**Podany fragment:**
__________________________________________________

Pielgrzymka do Rzymu

Ewa Kosowska-Korniak [email protected]
Radio, ciepłe ubranie, jedzenie i składane krzesełko - to warto zabrać ze sobą na uroczystości pogrzebowe w Watykanie.

Nocleg
W Rzymie na pewno zabraknie tanich miejsc noclegowych dla pielgrzymów. Władze miasta przewidują, że na pogrzeb Jana Pawła II może przyjechać nawet pięć milionów ludzi z całego świata. W hostelach i domach pielgrzyma nie ma już wolnych miejsc. Pojedyncze pokoje można jeszcze znaleźć w droższych hotelach, w których noc kosztuje 150 euro. W Domu Polskim w Rzymie - komplet, a telefon dzwoni bez przerwy. Księża z polskiej parafii w Rzymie apelują do swoich wiernych, aby przyjęli pielgrzymów z Polski do siebie. Najtańszym i może jedynym rozwiązaniem mogą okazać się kempingi w okolicach Rzymu (trzeba przyjechać z własnym namiotem, jeden dzień kosztuje 8,2 euro od osoby, 4,2 euro za namiot oraz 2,5 euro za samochód).
Władze Rzymu sfinansowały siedem punktów noclegowych w centrum miasta (w każdej znajdzie schronienie około 5 tysięcy najbiedniejszych pielgrzymów, będą oni mieli do dyspozycji łóżka polowe lub piętrowe oraz prysznice, dostaną jedzenie). Jest też wytypowanych 40 obiektów sportowych przygotowanych do przyjęcia gości w sytuacjach nadzwyczajnych. Mówi się również o możliwości przenocowania w kościołach, na połączonych ławkach.

Miejsce na pl. św. Piotra
Znalezienie noclegu to jeden problem. Drugim będzie dostanie się na plac św. Piotra. Prawdopodobnie wielu pielgrzymów będzie chciało już w nocy "zaklepać" sobie w miarę bliskie miejsce, niewykluczone, że wielu ludzi spędzi tam czwartkowy wieczór i noc. Osobom, które rano będą próbowały dostać się blisko Ojca Świętego, pozostanie jedynie modlitwa na którejś z dróg prowadzących do placu św. Piotra. Na razie, nie są przewidziane żadne bilety wstępu na uroczystości pogrzebowe. Ograniczenia dostępu będą dotyczyć jedynie rejonu samego placu św. Piotra. W innych rejonach miasta są organizowane sektory zaopatrzone w nagłośnienie i telebimy.

__________________________________________________

**Zapisane informacje:**
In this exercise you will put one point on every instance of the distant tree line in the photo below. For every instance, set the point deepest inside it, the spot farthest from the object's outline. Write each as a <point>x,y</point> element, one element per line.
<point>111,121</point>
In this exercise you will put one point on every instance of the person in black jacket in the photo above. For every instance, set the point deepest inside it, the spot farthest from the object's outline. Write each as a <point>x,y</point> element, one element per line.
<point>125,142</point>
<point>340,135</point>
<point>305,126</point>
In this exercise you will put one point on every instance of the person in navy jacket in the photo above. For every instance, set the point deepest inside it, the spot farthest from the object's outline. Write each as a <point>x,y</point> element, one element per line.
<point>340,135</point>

__________________________________________________

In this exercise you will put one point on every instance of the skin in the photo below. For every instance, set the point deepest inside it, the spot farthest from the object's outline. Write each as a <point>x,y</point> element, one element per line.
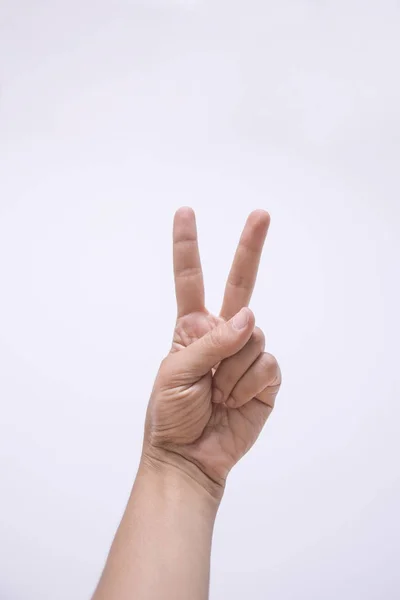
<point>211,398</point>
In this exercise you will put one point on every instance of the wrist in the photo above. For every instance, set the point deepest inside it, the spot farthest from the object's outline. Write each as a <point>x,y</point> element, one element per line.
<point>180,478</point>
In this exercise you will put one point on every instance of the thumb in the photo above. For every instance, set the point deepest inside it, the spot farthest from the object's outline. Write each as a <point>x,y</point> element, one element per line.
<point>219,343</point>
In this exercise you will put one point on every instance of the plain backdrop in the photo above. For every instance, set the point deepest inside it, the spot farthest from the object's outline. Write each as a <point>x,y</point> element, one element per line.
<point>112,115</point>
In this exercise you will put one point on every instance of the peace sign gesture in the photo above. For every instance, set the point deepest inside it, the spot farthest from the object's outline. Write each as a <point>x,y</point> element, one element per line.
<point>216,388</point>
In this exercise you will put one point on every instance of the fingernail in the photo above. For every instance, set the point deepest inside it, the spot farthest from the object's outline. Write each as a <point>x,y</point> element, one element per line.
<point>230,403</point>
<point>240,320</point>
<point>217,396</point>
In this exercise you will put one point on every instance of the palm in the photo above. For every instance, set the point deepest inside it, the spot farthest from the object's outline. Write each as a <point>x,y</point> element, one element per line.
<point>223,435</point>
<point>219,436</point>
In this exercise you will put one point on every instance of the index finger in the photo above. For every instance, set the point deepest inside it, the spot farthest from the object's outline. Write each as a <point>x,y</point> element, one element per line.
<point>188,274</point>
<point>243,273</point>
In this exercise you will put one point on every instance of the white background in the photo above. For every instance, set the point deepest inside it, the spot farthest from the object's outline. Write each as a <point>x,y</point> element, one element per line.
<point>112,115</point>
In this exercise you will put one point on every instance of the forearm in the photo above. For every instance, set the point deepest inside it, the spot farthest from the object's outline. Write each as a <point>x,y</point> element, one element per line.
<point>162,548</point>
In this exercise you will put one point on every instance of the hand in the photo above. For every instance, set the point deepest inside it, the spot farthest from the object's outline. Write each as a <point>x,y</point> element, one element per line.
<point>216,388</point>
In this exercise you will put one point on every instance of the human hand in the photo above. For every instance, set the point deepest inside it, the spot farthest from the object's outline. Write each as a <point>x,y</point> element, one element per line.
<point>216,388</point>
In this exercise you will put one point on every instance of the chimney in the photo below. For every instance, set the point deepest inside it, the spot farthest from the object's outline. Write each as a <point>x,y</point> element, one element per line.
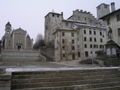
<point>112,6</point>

__________________________________________________

**Krótkie ćwiczenie:** Dopisz dalszą część tekstu o pielgrzymce do Rzymu, zaczynając tuż po jego ostatnim zdaniu. Pozycje pochodzą z innego źródła niż tekst o pielgrzymce do Rzymu.

**Rozwiązanie ćwiczenia:**
Co zabrać
Warto zabrać ze sobą przenośne odbiorniki radiowe. Transmisja liturgii z tłumaczeniem w języku polskim będzie nadawana w Rzymie na falach ultrakrótkich o częstotliwości 93,3 MHz. Dobrze jest zaopatrzyć się w wodę, a nawet krzesełko turystyczne. Jeśli ktoś już w nocy i nad ranem będzie wyczekiwał w okolicach placu św. Piotra, nie może zapomnieć o ciepłym okryciu (w nocy temperatura spada do plus 6 stopni).

Informacja
Władze Rzymu zapewniają o istnieniu punktów informacyjnych. Nie należy się jednak spodziewać, by można tam było dowiedzieć się wiele więcej, niż którędy dotrzeć do centrum. Grupy pielgrzymów powinny zatem trzymać się razem, by nie pogubić się w tłumie. Lepiej również nie próbować "przy okazji" zwiedzać Wiecznego Miasta, bowiem większość instytucji (w tym muzea) będzie w dniu pogrzebu zamknięta, a poruszanie się po ulicach mocno utrudnione. Jak podało Radio Watykańskie, nie należy też zbytnio liczyć na możliwość kontaktowania się za pomocą telefonów komórkowych, bowiem przeciążone sieci zaczynają odmawiać posłuszeństwa.

Transport miejski
Bilet na transport miejski w Rzymie kosztuje 1 euro. Jest to bilet czasowy (90 minut) w przypadku autobusów i tramwajów, w metrze służy na jednorazowy przejazd. Metro kursuje do godz. 23:30. Później linie będą dublowane przez autobusy nocne (40N za linię B i 55N za linię A). Prawdopodobnie jednak w dniu pogrzebu komunikacja miejska będzie darmowa.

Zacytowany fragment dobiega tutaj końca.